_Tasks and exercises:_
[a] For each statement, say whether it agrees with the passage on grassland fragmentation, answering yes or no and quoting the deciding words of the passage exactly. (i) Increased inter-patch distance within the landscape had the strongest negative effect on plant richness. (ii) Decreased patch area had the strongest negative effect on 50% threshold multifunctionality. (iii) Biodiversity had a significant effect on ecosystem multifunctionality.
[b] Write out the passage on grassland fragmentation from "Synthesis. Our study" up to and including "fragmented grassland landscape.", keeping its wording unchanged.

_Selected passage:_

══════

Anthropogenic habitat fragmentation has become the main threat to terrestrial ecosystems worldwide. However, the impacts of habitat fragmentation at different spatial scales on biodiversity and ecosystem functions remain uncertain. Based on 130 fragmented grassland landscapes in the agro-pastoral ecotone of northern China, we investigated the hierarchical effects of habitat fragmentation at landscape and patch scales on plant, soil bacteria, and soil fungi diversity and ecosystem multifunctionality in local sample sites. We found that increased inter-patch distance within the landscape had the strongest negative effect on plant richness. Decreased habitat amount within the landscape had the strongest negative effect on bacteria richness, fungi richness, and 80% threshold multifunctionality. Decreased patch area and increased patch isolation had the strongest negative effects on 30% and 50% threshold multifunctionality, respectively. Importantly, we found that patch-scale fragmentation mediated the negative effects of landscape-scale fragmentation on biodiversity and ecosystem multifunctionality. And biodiversity had no significant effect on ecosystem multifunctionality.

Synthesis. Our study highlights that both landscape-scale and patch-scale fragmentation decline biodiversity and ecosystem multifunctionality in the agro-pastoral ecotone in northern China, with a significant spatial hierarchical structure. Biodiversity poorly predicts ecosystem multifunctionality in the fragmented grassland landscape.

══════

_Records shown:_
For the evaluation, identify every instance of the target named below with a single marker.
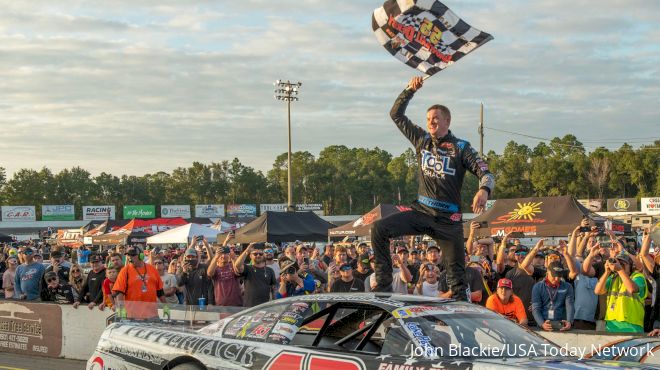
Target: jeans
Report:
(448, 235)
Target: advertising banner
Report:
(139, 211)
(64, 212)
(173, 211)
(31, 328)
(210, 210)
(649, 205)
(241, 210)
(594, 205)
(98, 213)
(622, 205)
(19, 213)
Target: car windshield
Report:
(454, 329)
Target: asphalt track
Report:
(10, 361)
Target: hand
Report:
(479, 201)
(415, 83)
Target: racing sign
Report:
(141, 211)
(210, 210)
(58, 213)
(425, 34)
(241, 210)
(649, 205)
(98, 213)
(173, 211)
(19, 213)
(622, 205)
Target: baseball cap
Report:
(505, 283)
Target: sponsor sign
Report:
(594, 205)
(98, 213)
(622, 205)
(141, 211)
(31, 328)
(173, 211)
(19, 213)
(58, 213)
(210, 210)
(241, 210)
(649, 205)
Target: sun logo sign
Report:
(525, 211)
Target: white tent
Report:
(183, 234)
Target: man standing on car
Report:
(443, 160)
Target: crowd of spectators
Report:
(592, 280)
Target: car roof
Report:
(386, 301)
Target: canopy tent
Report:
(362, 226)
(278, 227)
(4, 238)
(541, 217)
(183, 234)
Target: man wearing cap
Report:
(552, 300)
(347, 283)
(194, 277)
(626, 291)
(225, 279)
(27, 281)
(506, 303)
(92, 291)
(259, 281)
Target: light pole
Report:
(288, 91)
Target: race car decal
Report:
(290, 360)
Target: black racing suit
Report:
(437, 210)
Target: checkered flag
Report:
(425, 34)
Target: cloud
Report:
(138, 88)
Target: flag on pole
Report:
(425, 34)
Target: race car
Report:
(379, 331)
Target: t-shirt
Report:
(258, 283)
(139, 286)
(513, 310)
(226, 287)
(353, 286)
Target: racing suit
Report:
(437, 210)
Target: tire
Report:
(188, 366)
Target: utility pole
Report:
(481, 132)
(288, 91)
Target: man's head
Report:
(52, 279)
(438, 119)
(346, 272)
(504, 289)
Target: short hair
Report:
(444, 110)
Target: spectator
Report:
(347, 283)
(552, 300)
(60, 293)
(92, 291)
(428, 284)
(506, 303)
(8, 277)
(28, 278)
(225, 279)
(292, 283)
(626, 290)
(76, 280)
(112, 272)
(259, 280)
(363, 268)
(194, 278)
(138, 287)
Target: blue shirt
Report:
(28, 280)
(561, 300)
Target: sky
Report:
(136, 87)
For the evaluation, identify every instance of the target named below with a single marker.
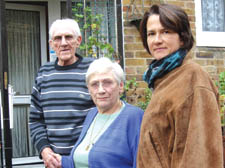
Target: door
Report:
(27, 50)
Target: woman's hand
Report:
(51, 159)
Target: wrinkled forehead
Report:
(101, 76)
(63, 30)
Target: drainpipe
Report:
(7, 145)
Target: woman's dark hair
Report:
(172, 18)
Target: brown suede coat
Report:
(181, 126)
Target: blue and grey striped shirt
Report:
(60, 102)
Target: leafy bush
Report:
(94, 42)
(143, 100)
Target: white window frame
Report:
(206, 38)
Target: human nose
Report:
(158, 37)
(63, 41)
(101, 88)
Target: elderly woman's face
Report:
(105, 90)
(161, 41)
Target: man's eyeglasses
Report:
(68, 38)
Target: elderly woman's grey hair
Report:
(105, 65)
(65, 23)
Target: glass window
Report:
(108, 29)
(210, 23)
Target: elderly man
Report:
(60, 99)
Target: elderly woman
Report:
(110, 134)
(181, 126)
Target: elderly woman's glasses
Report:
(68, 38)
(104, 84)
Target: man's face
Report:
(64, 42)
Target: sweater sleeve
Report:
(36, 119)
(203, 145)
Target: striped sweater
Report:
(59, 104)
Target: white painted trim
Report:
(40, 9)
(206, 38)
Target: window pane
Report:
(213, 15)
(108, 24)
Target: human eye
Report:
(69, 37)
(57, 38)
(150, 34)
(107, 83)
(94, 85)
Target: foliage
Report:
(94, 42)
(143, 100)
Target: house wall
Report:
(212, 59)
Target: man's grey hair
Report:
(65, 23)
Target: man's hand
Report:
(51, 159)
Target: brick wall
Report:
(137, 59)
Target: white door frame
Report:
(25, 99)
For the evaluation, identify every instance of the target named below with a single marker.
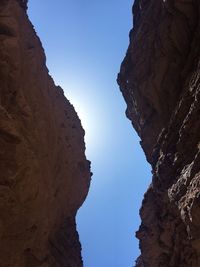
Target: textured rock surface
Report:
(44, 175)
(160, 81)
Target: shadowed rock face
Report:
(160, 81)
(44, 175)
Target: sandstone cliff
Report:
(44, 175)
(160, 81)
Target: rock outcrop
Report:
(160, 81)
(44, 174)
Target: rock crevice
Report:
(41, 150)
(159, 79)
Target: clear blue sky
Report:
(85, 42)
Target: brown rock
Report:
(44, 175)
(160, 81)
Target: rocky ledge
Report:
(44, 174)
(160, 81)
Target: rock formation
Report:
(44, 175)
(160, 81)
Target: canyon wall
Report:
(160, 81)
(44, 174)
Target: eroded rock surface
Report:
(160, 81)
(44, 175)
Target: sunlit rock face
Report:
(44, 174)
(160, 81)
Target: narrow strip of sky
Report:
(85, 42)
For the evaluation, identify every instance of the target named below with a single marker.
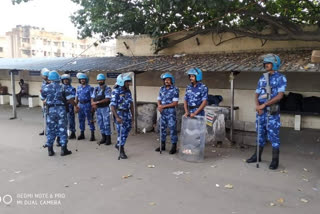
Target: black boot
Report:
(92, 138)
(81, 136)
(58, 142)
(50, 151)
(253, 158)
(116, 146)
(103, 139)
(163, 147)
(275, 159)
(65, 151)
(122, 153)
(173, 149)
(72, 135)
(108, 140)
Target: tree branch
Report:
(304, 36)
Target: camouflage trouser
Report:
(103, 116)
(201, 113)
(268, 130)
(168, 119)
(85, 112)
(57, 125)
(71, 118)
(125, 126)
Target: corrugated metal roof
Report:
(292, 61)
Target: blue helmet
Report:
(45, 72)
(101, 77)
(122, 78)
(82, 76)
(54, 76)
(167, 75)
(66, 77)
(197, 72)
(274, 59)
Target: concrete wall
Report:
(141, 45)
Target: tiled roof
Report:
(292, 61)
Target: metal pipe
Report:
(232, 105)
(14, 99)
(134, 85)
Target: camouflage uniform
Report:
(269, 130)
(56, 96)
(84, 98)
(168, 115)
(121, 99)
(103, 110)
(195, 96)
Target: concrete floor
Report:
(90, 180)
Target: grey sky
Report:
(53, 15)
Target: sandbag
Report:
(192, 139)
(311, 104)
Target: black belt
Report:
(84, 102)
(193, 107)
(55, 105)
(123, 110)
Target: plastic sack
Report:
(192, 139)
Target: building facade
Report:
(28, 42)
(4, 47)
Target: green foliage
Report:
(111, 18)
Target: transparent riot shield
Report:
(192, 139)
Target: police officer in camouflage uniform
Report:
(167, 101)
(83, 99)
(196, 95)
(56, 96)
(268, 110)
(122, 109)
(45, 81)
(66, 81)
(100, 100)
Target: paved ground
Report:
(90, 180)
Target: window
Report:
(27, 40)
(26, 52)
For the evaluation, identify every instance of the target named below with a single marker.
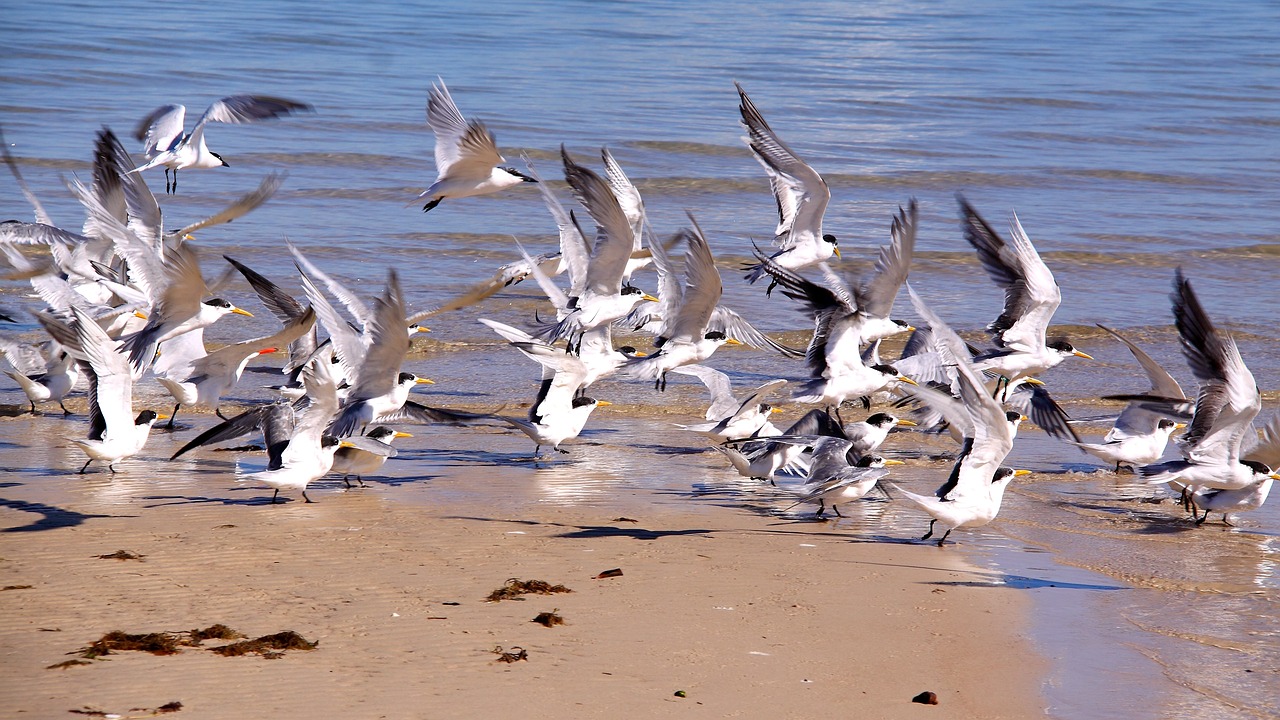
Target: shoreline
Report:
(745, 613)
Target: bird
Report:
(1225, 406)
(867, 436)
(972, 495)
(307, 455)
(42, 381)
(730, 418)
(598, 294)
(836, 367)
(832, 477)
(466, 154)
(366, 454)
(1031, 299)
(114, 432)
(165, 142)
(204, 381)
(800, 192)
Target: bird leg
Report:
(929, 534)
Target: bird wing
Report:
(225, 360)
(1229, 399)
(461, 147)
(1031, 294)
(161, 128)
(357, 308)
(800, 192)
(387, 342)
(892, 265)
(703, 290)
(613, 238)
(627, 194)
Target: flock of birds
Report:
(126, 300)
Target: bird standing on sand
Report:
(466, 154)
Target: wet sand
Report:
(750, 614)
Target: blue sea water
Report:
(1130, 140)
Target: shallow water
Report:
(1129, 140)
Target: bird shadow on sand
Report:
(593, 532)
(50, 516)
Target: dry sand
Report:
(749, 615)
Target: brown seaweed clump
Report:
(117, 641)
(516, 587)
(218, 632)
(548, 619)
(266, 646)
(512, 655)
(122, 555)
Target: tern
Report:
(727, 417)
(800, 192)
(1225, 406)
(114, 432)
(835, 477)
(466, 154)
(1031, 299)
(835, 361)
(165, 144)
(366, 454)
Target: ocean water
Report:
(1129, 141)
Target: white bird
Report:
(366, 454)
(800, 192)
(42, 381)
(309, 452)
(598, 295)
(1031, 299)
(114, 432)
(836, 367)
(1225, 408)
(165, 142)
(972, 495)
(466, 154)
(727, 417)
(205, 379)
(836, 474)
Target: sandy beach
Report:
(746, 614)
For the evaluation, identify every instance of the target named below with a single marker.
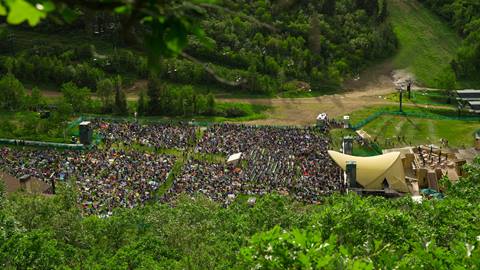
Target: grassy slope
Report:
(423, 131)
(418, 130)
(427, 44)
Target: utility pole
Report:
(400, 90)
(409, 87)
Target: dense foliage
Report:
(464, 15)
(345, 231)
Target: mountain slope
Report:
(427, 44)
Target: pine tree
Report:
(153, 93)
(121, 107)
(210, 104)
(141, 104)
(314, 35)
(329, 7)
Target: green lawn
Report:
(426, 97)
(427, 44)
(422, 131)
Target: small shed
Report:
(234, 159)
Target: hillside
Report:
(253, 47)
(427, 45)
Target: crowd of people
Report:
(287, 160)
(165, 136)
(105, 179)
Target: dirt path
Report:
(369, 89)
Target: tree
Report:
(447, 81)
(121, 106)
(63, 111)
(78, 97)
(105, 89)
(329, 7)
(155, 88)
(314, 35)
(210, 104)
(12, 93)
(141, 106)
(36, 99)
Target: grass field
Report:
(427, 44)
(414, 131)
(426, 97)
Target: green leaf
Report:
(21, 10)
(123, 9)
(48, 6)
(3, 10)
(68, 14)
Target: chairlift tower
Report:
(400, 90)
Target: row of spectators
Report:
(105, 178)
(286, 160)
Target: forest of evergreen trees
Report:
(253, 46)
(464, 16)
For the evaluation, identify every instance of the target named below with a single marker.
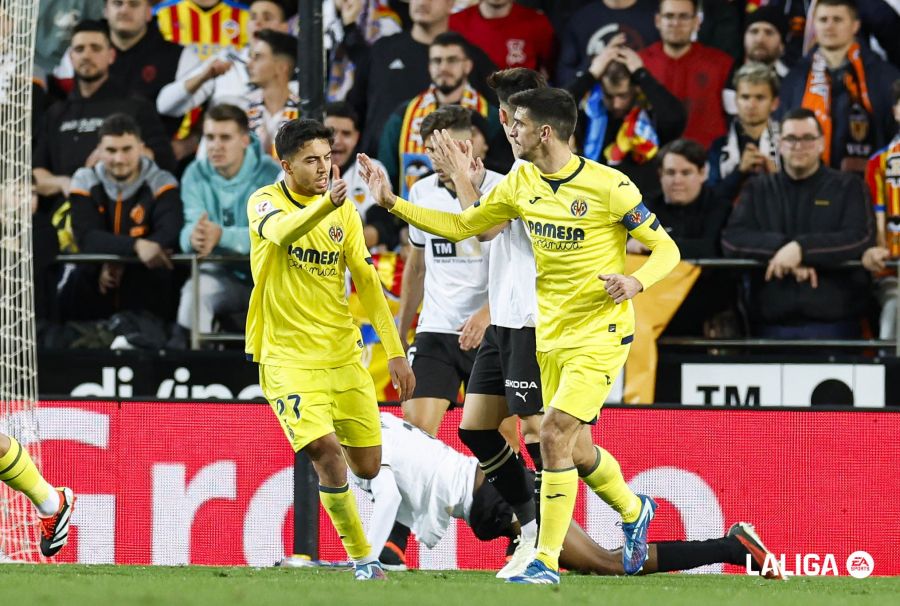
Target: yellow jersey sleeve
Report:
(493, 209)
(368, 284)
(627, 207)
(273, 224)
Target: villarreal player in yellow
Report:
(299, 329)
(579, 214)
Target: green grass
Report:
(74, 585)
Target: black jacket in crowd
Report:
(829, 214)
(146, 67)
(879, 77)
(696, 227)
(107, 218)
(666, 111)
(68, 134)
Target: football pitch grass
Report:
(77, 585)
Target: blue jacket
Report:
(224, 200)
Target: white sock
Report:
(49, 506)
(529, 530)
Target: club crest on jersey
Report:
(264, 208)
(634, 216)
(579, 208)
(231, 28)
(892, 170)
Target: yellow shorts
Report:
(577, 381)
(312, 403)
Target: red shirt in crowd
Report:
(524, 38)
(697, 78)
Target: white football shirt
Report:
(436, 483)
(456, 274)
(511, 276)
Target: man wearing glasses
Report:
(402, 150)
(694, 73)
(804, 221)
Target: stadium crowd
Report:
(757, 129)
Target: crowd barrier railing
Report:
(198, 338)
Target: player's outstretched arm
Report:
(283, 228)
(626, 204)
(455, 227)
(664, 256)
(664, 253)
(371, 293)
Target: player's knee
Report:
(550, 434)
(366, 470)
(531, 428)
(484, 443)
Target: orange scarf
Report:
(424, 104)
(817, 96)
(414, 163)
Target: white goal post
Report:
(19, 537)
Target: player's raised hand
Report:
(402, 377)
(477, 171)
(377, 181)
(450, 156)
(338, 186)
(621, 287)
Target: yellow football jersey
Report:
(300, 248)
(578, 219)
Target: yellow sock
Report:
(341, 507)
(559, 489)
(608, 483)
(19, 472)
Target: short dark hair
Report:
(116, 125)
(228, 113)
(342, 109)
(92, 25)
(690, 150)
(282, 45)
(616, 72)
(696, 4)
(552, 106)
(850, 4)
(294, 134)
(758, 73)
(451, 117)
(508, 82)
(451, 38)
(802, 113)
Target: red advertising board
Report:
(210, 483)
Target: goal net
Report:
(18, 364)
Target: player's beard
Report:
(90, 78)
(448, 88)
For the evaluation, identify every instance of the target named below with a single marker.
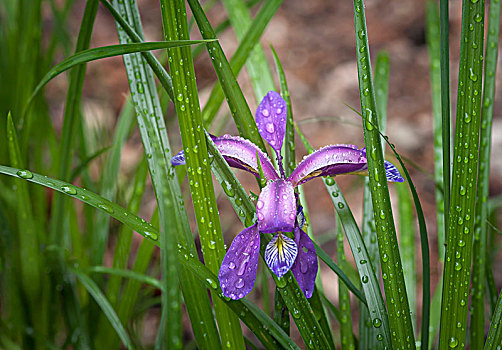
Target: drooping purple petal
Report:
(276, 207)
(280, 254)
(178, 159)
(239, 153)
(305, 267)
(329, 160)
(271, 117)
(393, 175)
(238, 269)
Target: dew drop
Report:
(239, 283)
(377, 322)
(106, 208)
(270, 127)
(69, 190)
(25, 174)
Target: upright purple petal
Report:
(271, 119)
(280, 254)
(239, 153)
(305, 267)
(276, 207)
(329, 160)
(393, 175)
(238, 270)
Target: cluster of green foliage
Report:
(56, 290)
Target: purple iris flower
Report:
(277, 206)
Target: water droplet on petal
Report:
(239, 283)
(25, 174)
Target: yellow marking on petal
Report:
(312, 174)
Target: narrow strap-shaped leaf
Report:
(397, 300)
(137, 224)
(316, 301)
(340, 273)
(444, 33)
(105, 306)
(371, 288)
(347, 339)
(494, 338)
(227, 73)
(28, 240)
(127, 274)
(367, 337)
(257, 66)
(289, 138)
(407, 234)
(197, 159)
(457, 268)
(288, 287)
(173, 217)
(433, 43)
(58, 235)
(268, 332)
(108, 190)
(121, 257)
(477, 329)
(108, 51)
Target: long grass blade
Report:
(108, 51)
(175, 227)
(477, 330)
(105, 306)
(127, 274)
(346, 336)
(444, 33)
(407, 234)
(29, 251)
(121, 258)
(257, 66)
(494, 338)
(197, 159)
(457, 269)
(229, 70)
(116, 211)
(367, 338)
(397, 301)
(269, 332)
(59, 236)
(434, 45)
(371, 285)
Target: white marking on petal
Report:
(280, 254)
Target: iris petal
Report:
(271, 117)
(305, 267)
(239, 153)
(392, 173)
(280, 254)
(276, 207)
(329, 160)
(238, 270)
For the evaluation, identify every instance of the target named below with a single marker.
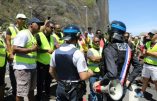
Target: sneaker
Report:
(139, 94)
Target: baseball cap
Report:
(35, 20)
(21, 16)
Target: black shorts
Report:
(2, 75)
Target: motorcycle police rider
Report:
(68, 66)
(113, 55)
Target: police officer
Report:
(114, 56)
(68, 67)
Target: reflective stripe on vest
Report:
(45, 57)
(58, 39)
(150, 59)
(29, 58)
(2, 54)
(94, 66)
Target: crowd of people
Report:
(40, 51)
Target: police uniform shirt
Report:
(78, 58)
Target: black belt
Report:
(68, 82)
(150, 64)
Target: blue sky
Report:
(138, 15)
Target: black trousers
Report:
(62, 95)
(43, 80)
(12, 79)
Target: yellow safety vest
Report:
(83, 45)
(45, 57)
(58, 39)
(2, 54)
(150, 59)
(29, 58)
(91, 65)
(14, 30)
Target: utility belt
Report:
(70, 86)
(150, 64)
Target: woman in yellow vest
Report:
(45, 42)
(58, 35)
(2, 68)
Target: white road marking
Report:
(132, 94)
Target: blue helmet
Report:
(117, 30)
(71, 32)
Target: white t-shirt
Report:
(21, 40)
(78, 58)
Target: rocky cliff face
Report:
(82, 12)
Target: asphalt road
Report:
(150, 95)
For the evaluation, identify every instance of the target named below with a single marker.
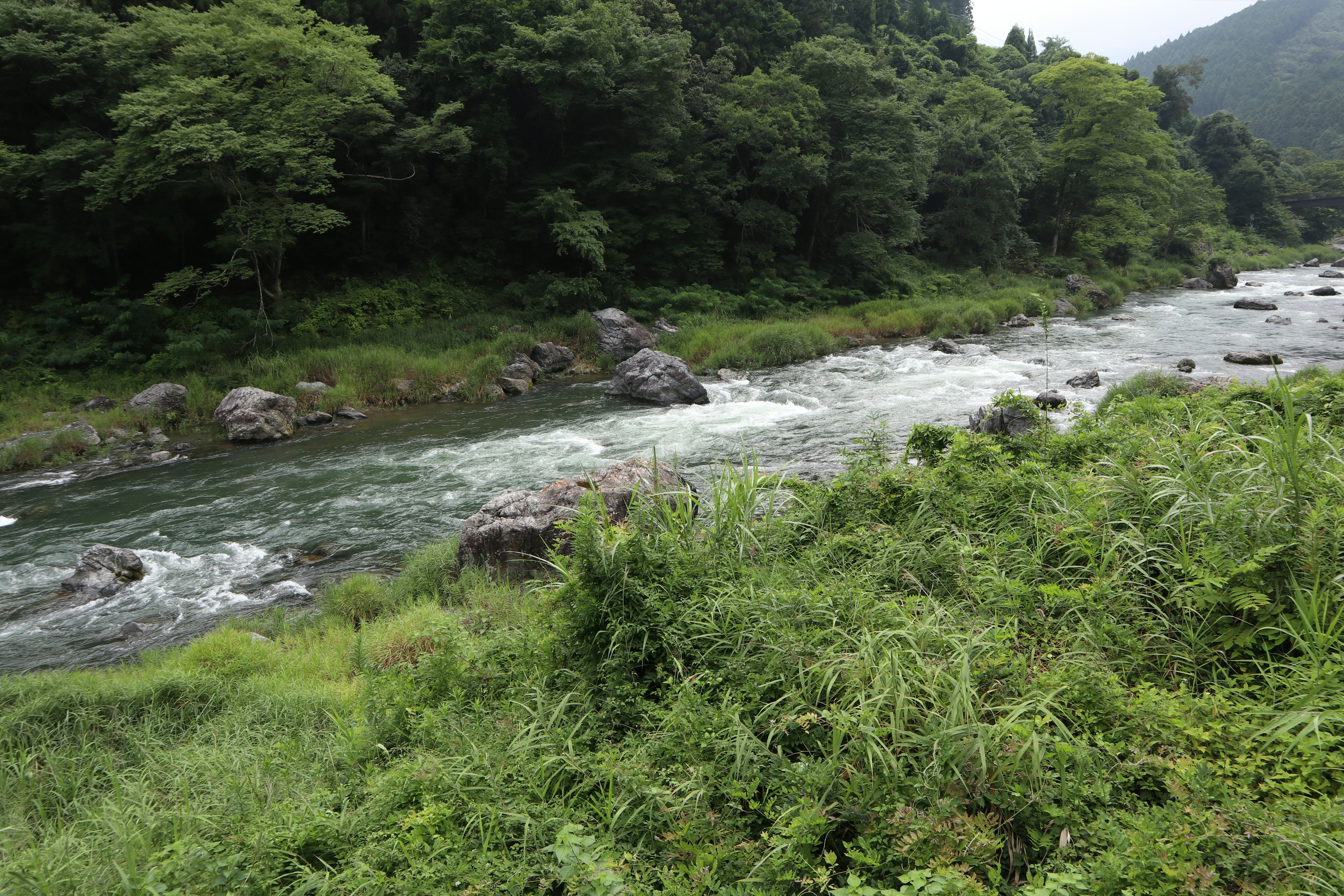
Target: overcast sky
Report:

══════

_Answers for this exercise:_
[a]
(i) Yes: "increased inter-patch distance within the landscape had the strongest negative effect on plant richness"
(ii) No: "Decreased patch area and increased patch isolation had the strongest negative effects on 30% and 50% threshold multifunctionality, respectively."
(iii) No: "biodiversity had no significant effect on ecosystem multifunctionality"

[b]
Synthesis. Our study highlights that both landscape-scale and patch-scale fragmentation decline biodiversity and ecosystem multifunctionality in the agro-pastoral ecotone in northern China, with a significant spatial hierarchical structure. Biodiversity poorly predicts ecosystem multifunctionality in the fragmented grassland landscape.